Stated goal:
Set down the following data verbatim, from the line containing "of the hedge;" up to and including the line containing "[(47, 169), (341, 102)]".

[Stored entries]
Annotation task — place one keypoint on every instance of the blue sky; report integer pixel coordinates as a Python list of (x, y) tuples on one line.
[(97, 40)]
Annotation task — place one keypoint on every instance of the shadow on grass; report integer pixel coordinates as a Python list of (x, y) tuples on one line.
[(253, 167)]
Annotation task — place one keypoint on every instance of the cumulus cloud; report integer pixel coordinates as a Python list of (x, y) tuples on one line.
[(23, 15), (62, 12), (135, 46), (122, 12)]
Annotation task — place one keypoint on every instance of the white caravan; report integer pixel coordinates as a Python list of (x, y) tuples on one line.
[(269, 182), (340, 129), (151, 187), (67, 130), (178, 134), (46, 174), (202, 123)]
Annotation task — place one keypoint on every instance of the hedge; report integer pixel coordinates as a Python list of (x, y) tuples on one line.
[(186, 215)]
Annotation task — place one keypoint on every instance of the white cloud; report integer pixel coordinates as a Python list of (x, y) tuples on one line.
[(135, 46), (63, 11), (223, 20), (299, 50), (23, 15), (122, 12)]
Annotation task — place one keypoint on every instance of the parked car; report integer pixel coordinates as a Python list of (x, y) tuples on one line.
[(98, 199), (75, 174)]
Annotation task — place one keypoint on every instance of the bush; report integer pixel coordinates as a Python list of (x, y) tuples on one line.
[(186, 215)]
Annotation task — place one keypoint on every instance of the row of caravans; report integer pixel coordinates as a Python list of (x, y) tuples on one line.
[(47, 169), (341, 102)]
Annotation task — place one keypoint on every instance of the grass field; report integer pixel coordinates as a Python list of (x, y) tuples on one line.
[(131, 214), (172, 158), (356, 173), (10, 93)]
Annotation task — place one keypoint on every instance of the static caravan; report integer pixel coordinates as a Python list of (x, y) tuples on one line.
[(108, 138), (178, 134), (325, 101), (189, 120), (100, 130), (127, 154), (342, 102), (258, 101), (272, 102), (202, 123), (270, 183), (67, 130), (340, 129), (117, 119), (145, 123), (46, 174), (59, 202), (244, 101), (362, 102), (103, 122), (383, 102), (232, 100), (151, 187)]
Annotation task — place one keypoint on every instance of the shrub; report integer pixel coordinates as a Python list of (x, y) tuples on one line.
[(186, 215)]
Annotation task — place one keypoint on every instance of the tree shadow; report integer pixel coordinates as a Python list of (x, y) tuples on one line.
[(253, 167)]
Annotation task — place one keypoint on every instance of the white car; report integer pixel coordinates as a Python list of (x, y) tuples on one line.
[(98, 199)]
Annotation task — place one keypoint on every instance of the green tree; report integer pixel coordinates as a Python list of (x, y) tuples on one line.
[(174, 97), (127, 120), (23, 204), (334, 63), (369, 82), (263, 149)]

Output of the task:
Annotation task — place one keypoint on every instance of the hedge; report integer pixel coordinates as a Python list of (x, y) tuples on one line.
[(186, 215)]
Annotation task — place one keypoint on every instance of the white cloud; report integer pixel coordinates as a Python list of (x, y) tuples on one line.
[(135, 46), (63, 11), (223, 20), (299, 50), (23, 15), (122, 12)]
Annotation task — place one keypoint on every instance of the parked car; report integer pixel coordinates as a Python list of (x, y) tuples on one line.
[(98, 199), (75, 174)]
Annotation task — place one keypoint on every instance of the bush; report integer pixel coordinates as a Python list of (x, y) tuples on one line.
[(186, 215)]
Annotation task — place one keypoint on every instance of the row of caravans; report integer pixel coordinates as a Python list of (x, y) tuples on one line.
[(47, 169), (341, 102)]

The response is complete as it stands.